GIVEN PASSAGE:
□ □ □ □
Infected dreams 被感染的夢 VHS tape, Scaffolding, Speaker, Stage lighting, Digital Print, Solar panel, Full range speaker, Sandbag, Cement, Toner, Single channel video( 17'58" ) VHS 磁帶、金屬鷹架、喇叭、舞台燈、數位輸出、太陽能板、全音域喇叭、矽沙、混凝土、單頻道錄像 ( 17分58秒 ) Size Variable / 視場地尺寸而定 2023 ( Installation view of bear hole, Taipei, 2023 ) “Infected Dreams” is a road trip of magical realism, of a fascination with the representations of wilderness, of the sadness evoked by a changed landscape, and also, the self-explorations of the "recently traumatized”.
Expanding upon TING Chaong-Wen’s past works Akno Island and Darkness Equation of the Mount Mihara Monogatari series from 2017, which focused on the contexts of the Mihara volcano on Ōshima Island in Tokyo, Japan, and its unique volcanic formation which had become a symbol of post-war pop culture, these past works embody the social anxiety and expectations of alternate outcomes towards disaster. The black desert provides hallucinations and experiences of alienation for the creative imagination of subsequent creators, producing the fictional monsters and horror films that shape our perceptions and misconceptions towards the land.
□ □ □ □
RECORD SET:
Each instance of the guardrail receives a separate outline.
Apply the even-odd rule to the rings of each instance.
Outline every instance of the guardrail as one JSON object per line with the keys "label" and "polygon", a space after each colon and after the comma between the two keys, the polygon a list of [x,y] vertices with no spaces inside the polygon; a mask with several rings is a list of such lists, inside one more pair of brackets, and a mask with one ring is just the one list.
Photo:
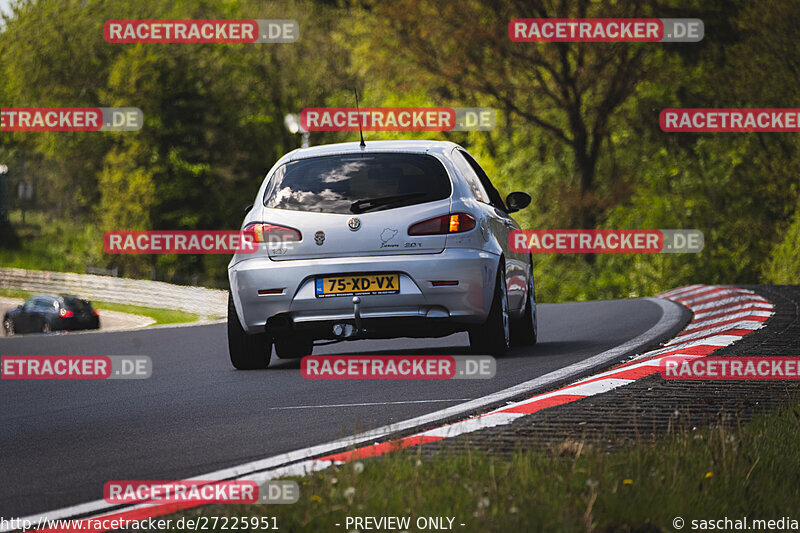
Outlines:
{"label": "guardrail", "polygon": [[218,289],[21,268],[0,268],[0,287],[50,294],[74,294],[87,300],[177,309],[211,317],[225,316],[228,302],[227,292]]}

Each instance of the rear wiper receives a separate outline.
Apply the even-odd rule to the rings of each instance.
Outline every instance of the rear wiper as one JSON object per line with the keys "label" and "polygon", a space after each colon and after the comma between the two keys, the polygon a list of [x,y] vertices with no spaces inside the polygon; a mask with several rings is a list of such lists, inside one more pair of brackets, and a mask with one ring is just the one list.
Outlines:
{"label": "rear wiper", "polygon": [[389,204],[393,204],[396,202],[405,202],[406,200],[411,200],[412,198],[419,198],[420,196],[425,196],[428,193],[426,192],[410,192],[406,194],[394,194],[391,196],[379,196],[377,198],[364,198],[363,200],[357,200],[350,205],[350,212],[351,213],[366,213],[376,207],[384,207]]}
□ □ □ □
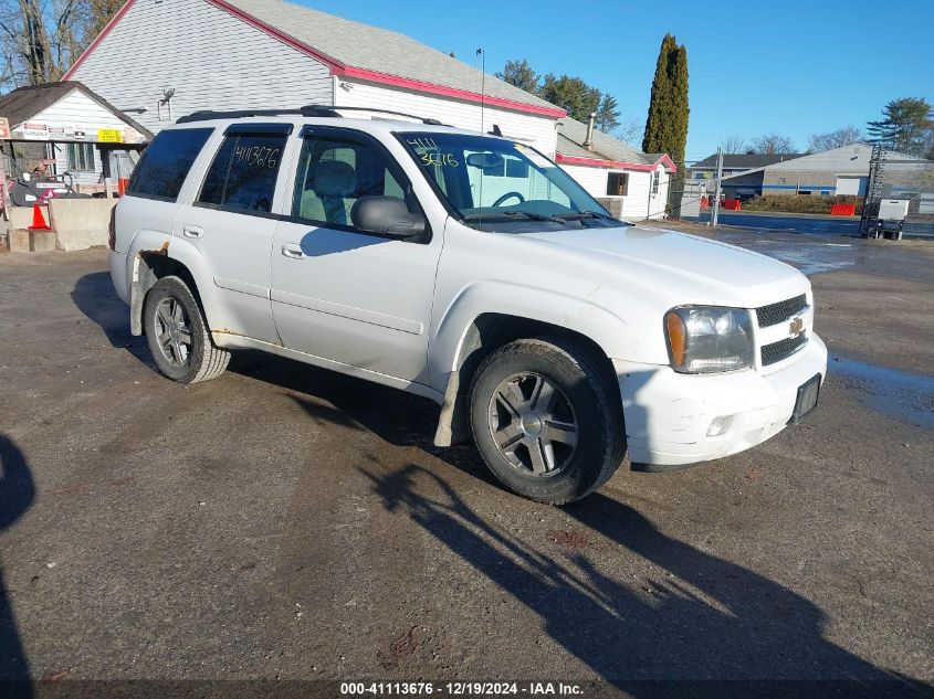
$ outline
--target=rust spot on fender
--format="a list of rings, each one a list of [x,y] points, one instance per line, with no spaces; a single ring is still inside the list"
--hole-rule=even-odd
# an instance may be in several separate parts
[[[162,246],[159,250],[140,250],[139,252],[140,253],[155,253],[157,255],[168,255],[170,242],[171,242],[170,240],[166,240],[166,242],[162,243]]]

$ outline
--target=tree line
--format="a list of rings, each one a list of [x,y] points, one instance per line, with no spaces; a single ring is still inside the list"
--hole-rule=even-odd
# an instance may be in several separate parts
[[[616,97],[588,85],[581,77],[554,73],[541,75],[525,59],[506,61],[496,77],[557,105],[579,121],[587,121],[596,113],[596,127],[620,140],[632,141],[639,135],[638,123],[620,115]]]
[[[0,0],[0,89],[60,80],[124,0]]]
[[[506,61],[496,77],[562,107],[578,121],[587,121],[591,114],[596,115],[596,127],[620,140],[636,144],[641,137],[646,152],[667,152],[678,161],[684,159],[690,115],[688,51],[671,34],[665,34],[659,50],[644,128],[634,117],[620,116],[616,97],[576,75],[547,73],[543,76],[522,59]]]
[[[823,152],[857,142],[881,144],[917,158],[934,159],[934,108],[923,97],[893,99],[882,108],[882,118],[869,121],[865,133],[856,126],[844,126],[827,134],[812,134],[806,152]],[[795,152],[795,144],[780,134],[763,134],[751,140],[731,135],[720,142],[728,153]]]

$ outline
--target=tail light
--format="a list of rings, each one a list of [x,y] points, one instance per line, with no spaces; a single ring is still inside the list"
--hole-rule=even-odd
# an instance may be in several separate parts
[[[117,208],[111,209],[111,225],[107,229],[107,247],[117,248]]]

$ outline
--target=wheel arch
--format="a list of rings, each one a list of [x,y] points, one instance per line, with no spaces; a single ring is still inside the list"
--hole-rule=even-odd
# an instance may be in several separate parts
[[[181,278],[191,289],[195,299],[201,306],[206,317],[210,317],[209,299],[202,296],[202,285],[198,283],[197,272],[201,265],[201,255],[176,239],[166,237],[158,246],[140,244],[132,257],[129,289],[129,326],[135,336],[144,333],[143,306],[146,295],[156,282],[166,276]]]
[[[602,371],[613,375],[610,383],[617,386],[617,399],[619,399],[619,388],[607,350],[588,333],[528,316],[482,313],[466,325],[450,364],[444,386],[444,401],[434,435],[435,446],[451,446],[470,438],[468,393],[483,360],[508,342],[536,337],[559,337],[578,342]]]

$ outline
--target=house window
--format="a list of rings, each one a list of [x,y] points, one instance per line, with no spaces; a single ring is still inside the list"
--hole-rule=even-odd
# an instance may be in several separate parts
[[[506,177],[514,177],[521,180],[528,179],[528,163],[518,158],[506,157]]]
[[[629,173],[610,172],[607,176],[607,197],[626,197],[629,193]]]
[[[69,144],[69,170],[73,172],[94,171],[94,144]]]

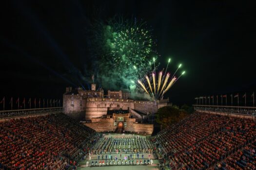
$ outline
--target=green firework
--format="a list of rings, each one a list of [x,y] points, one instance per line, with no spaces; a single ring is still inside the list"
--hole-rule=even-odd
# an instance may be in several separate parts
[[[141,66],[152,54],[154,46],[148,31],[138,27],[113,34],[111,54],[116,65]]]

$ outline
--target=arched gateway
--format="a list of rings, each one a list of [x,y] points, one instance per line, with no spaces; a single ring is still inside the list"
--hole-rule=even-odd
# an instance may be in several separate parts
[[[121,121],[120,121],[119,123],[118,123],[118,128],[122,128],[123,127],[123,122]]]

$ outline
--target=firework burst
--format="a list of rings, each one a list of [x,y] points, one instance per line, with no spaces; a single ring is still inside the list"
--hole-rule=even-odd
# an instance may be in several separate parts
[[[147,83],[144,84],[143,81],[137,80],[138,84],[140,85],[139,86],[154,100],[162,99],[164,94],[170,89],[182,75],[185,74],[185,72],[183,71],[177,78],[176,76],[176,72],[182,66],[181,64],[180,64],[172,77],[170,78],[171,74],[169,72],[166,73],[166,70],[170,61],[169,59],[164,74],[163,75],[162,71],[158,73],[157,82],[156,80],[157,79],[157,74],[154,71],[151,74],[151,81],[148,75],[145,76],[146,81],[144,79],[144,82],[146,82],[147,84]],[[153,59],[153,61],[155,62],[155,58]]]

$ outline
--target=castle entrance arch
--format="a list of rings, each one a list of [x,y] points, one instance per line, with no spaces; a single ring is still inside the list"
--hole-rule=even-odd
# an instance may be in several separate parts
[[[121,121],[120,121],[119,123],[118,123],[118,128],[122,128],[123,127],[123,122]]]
□ □ □ □
EXERCISE REQUIREMENTS:
[1] In the installation description, which volcano was the focus of the Mount Mihara Monogatari series?
[2] Render this sentence from the installation description in Spanish: "The black desert provides hallucinations and experiences of alienation for the creative imagination of subsequent creators, producing the fictional monsters and horror films that shape our perceptions and misconceptions towards the land."
[3] Carry the installation description forward with a few more sentences, picking up after its final sentence.
The material comes from a source separate from the installation description.

TASK ANSWERS:
[1] The Mihara volcano on Ōshima Island in Tokyo, Japan.

[2] El desierto negro ofrece alucinaciones y experiencias de alienación a la imaginación creativa de los creadores posteriores, dando lugar a los monstruos ficticios y las películas de terror que moldean nuestras percepciones y concepciones erróneas sobre la tierra.

[3]
Infected Dreams incorporates these past projects into the past and present of one of Taiwan’s most magically realistic roads, Provincial Highway No. 61 (West Coast Expressway). TING revisits elements of the original works—installations, objects, and videos—taking them outdoors to the endpoint of the expressway in Qigu District, a barren former industrial landscape undergoing drastic changes in renewable energy construction projects, which experience irreversible ecological changes beyond the resilience of natural environments. By unmasking the transformations occurring at the fringe, hazards of photovoltaic power plants, desertification along the shore, and loss of post-industrial heritage sites, the work shows how human beings vie with nature and try to impose changes in vain, as in the concept of "plasticité destructrice" proposed by Catherine Malabou. The subject suffers from various natural or political disasters and unexpectedly gains the ability to decompose and reshape itself, in an ironic but proactive way. Meanwhile, the "transformation" coincidentally follows the situation of one's personal state—as a "recently traumatized” person (a new person created as a result of the trauma) prone to the lasting effects of long COVID.
“Intervening” in the site, gazing, observing, recording, surveying, discovering “nonfictional” experiences, and placing the work among “alternative landscapes” to create a chain reaction, TING Chaong-Wen further explores and extends the processes of visualization and iconography in the cultural production system, exploring how through the material transformation of prejudices, metaphors, and embedded histories, the contradictions and fallacies in the pursuit of civilization have been adapted and become rooted in the physical world we live in. 作品《被感染的夢》是藝術家丁昶文關於魔幻寫實的公路之旅,展示了對荒野再現的迷戀、對地景形塑後的睹景傷情,也是其作為「新傷者」的自我探索。